▶ **Problem details**:
Retype verbatim the stretch of entries below from the line containing "encloses the birch" through the end of the entries.
══════
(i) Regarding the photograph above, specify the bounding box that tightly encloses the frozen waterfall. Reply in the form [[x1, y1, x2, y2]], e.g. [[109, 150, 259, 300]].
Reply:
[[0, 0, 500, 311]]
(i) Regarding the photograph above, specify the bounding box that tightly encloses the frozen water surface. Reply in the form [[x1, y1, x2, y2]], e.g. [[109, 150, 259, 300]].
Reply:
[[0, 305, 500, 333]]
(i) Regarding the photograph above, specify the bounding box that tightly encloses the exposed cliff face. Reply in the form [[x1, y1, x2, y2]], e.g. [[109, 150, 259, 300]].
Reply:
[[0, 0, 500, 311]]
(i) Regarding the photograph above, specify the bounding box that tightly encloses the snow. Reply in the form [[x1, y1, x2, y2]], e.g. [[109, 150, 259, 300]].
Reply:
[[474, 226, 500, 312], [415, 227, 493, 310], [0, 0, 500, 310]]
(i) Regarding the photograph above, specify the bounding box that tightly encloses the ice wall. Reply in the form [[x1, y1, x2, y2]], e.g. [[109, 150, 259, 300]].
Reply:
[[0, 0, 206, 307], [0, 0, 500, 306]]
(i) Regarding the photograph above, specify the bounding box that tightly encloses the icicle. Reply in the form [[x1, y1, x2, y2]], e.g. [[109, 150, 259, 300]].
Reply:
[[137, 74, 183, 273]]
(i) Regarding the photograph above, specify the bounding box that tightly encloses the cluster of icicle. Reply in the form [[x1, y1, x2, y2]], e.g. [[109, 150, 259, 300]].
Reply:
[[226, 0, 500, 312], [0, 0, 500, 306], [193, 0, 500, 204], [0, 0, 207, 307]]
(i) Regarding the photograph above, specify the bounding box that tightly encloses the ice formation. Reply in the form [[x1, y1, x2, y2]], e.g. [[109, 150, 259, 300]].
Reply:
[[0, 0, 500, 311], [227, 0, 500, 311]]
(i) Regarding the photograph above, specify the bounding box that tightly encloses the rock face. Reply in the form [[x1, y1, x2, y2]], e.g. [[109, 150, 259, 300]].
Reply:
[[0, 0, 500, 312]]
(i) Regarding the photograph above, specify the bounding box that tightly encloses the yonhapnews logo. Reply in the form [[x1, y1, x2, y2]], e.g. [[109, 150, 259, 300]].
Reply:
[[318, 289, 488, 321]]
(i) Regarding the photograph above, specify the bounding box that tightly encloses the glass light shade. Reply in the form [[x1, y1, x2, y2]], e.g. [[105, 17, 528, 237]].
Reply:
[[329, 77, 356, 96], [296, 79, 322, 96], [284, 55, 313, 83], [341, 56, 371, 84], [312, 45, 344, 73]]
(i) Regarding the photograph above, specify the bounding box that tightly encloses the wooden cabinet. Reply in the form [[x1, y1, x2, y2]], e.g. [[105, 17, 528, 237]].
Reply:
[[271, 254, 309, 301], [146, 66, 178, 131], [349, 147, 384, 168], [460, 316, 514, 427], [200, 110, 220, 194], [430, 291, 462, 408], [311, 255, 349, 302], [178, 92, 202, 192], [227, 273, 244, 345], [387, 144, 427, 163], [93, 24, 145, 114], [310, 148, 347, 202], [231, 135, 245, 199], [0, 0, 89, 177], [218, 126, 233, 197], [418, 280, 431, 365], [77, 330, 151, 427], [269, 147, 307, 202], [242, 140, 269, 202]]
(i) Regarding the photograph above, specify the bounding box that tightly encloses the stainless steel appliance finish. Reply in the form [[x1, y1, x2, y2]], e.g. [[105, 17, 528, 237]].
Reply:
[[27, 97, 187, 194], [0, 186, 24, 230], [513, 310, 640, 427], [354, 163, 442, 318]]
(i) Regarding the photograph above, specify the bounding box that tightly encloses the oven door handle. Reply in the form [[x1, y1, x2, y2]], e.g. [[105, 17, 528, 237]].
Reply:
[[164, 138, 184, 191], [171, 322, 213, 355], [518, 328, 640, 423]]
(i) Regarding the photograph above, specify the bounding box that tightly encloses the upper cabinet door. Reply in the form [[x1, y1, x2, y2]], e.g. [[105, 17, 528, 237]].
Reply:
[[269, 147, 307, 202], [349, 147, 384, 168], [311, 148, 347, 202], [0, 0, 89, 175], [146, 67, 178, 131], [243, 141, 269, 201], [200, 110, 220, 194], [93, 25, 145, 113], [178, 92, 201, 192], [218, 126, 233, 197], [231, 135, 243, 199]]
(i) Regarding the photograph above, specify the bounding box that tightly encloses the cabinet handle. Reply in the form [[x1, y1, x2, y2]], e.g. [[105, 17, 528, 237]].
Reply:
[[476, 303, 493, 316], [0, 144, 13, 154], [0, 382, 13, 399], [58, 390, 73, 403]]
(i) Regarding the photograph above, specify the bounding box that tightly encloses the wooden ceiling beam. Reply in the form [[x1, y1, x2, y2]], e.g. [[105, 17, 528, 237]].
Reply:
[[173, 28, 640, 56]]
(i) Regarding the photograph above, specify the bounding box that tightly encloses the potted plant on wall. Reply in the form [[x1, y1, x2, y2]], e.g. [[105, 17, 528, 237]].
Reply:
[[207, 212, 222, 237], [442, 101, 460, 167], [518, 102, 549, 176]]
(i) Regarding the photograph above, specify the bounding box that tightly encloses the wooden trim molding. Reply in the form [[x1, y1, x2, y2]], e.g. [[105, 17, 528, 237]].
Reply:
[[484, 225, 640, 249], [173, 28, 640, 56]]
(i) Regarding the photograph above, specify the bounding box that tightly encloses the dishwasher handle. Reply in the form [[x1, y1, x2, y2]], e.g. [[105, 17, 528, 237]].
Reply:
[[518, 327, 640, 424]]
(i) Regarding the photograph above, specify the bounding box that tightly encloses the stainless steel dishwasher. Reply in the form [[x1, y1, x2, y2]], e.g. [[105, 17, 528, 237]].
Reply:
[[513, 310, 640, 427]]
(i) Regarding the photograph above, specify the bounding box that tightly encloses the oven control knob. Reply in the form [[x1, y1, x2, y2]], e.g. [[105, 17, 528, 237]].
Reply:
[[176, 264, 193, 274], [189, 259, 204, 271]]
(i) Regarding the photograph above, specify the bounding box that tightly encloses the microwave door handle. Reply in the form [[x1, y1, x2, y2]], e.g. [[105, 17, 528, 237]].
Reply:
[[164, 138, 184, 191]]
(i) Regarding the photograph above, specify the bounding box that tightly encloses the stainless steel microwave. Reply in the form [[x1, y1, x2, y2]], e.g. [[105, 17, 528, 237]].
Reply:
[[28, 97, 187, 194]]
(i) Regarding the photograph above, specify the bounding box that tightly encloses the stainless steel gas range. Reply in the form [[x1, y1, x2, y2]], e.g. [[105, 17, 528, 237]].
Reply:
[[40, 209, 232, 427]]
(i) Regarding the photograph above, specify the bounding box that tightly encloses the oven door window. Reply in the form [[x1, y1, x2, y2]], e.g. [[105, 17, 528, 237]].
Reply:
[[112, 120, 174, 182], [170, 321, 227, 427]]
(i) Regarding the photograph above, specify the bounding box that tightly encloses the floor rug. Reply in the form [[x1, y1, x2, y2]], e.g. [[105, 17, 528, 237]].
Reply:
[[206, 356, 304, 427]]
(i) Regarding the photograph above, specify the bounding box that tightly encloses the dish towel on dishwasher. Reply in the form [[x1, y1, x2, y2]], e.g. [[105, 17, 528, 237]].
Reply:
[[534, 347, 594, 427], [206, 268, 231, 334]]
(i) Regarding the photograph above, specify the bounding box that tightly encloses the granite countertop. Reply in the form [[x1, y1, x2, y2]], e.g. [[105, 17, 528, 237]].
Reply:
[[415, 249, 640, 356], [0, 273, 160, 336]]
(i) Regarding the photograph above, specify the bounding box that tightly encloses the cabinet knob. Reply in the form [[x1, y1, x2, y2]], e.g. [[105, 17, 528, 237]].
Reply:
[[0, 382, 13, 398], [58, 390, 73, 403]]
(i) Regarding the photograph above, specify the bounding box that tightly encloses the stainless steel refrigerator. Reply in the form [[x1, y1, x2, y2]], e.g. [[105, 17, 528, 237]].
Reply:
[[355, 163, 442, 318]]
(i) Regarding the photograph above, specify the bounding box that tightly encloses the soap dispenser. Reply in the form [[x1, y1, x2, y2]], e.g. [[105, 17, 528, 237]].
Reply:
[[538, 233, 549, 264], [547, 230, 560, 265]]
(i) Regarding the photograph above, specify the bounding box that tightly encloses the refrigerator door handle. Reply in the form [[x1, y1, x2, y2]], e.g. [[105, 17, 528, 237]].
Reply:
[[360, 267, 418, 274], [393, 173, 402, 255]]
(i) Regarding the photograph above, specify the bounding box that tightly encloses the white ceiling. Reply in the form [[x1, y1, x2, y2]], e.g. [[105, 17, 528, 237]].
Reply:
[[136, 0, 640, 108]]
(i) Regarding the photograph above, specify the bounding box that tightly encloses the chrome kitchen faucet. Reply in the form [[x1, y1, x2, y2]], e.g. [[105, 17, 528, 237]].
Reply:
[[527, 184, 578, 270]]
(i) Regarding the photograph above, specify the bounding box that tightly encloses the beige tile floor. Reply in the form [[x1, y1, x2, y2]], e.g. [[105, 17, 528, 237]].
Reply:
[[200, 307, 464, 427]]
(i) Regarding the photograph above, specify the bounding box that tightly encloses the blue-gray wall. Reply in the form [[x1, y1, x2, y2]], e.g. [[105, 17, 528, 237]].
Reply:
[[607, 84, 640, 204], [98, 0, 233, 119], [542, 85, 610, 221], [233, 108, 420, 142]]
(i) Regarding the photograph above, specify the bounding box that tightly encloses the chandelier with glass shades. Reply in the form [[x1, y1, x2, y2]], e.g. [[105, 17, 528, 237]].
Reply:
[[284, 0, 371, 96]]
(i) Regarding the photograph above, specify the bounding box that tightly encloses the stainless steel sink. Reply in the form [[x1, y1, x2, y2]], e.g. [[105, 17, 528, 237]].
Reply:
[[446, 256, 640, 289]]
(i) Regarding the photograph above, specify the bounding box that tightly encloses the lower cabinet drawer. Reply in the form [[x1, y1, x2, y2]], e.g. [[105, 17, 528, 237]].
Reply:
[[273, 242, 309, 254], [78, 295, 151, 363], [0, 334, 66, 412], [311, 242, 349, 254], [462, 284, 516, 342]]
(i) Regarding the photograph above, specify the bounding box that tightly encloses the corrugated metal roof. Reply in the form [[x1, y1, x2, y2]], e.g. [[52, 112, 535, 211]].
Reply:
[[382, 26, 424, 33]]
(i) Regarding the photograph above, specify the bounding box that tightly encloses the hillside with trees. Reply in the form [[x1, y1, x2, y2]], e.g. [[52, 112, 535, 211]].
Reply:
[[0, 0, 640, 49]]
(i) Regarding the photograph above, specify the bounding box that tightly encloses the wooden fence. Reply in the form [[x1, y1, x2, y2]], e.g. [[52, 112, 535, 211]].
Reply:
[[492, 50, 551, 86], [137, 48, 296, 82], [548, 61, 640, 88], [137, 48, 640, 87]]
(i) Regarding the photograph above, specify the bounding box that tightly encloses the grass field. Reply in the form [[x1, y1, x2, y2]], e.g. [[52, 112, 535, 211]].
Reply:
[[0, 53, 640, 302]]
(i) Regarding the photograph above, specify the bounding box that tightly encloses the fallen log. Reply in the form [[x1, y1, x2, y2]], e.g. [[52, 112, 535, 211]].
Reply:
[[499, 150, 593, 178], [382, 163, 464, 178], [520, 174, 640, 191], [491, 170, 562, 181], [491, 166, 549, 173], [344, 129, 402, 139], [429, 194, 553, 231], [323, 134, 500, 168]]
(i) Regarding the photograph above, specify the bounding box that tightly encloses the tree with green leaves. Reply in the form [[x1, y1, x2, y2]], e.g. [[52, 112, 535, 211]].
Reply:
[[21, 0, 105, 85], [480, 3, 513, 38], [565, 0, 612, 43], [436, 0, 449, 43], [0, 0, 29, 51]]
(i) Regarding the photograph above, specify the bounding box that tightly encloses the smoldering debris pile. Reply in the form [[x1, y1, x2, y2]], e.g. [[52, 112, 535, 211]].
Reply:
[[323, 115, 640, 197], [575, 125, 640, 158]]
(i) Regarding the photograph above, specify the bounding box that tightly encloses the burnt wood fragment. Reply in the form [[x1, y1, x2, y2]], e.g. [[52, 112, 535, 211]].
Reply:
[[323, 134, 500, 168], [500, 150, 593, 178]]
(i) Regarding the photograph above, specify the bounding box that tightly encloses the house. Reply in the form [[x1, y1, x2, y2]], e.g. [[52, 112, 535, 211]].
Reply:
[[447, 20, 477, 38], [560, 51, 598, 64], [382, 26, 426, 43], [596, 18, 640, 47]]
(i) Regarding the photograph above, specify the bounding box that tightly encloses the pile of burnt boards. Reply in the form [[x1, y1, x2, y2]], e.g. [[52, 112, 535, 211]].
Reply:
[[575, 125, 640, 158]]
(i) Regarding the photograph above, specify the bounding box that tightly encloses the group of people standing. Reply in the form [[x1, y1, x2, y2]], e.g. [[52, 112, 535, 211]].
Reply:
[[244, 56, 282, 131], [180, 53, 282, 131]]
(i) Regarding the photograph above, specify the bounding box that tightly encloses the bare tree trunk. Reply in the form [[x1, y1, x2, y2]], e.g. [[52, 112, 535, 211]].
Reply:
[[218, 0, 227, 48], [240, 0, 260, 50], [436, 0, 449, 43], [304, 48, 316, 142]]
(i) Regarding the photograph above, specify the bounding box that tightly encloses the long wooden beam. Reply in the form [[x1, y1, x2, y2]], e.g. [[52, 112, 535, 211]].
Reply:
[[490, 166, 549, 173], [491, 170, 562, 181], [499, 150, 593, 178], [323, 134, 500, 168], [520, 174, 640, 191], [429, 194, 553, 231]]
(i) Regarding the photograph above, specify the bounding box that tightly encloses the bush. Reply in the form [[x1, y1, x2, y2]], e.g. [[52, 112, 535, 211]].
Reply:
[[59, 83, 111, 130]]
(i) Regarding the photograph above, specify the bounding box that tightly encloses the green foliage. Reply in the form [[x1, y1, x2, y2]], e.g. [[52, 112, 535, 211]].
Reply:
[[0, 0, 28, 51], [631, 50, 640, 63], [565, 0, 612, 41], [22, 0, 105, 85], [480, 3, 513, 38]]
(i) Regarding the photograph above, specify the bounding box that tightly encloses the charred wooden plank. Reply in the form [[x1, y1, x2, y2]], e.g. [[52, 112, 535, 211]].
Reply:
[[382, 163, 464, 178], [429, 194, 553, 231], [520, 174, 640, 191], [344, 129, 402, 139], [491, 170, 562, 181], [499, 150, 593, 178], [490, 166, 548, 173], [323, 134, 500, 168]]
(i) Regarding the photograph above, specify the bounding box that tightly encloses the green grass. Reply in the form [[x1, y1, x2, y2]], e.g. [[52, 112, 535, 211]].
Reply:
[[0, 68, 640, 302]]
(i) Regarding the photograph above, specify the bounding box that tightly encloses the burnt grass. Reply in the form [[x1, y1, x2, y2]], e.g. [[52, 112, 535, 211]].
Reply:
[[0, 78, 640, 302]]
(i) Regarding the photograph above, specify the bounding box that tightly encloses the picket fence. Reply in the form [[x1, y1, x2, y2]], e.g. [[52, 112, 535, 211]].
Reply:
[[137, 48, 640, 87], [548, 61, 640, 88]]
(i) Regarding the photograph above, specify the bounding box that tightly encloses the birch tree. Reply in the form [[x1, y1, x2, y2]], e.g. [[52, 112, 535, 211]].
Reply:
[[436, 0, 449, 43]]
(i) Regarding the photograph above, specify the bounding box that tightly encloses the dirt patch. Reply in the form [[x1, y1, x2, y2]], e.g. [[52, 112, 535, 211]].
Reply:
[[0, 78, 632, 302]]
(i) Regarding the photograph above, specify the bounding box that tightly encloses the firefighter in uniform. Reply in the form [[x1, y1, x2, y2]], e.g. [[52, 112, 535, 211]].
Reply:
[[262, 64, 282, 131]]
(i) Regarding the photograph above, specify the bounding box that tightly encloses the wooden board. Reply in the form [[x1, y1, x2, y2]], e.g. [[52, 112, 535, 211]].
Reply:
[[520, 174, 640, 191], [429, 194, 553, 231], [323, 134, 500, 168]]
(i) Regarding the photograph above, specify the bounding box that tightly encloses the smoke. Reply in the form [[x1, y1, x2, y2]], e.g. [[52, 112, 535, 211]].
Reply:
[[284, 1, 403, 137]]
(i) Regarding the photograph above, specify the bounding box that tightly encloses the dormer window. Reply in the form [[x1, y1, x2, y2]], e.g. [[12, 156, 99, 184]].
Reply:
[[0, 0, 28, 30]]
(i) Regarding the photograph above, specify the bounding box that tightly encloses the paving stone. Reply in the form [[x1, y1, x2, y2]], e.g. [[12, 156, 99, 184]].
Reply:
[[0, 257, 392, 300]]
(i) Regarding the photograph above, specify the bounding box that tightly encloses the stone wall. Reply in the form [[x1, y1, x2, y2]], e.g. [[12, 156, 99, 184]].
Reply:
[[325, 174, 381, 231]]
══════
▶ **Written solution**:
(i) Regarding the photograph above, specify the bounding box that tightly encloses the birch tree. Reply in the form [[x1, y1, x2, y2]], e.g. [[52, 112, 535, 211]].
Reply:
[[436, 0, 449, 43]]
(i) Regarding the photograph above, specify the bounding box that tightly encloses the dirt patch. Reply in the form [[x1, y1, x2, y2]], e.g. [[52, 112, 535, 211]].
Reply:
[[0, 78, 632, 302]]
(i) Regarding the photograph above, specify the bounding box that tightly encloses the firefighter in uniform. Reply in the form [[x1, y1, x2, y2]], e.g. [[52, 112, 535, 211]].
Reply:
[[262, 64, 282, 131]]
(i) Regarding the photograph above, specify the bounding box that tightly encloses the wooden board. Reply in the form [[x1, y1, x2, y2]], e.g. [[52, 112, 535, 211]].
Reply:
[[520, 174, 640, 191], [429, 194, 553, 231], [323, 134, 500, 168]]
(i) Regarding the photograph above, specify the bounding box that tightly encloses the smoke. Reply in the form [[x1, y1, x2, y2]], e.g. [[52, 112, 535, 211]].
Reply:
[[284, 1, 403, 137]]
(i) Regarding the photograph above, specify the bounding box that tightly encloses the dormer window. Reply in the form [[x1, y1, x2, y2]], e.g. [[12, 156, 99, 184]].
Reply:
[[0, 0, 28, 30]]
(i) Regarding the photograph above, specify the bounding box that tightly encloses the paving stone. Reply in the form [[x1, y1, x2, y2]], e.g. [[12, 156, 99, 184]].
Reply:
[[0, 257, 392, 300]]
(i) Regarding the photograph above, specify the bounding box that tightly encloses the stone wall. Reply in the form [[x1, y1, x2, y2]], e.g. [[12, 156, 99, 184]].
Reply:
[[325, 174, 381, 231]]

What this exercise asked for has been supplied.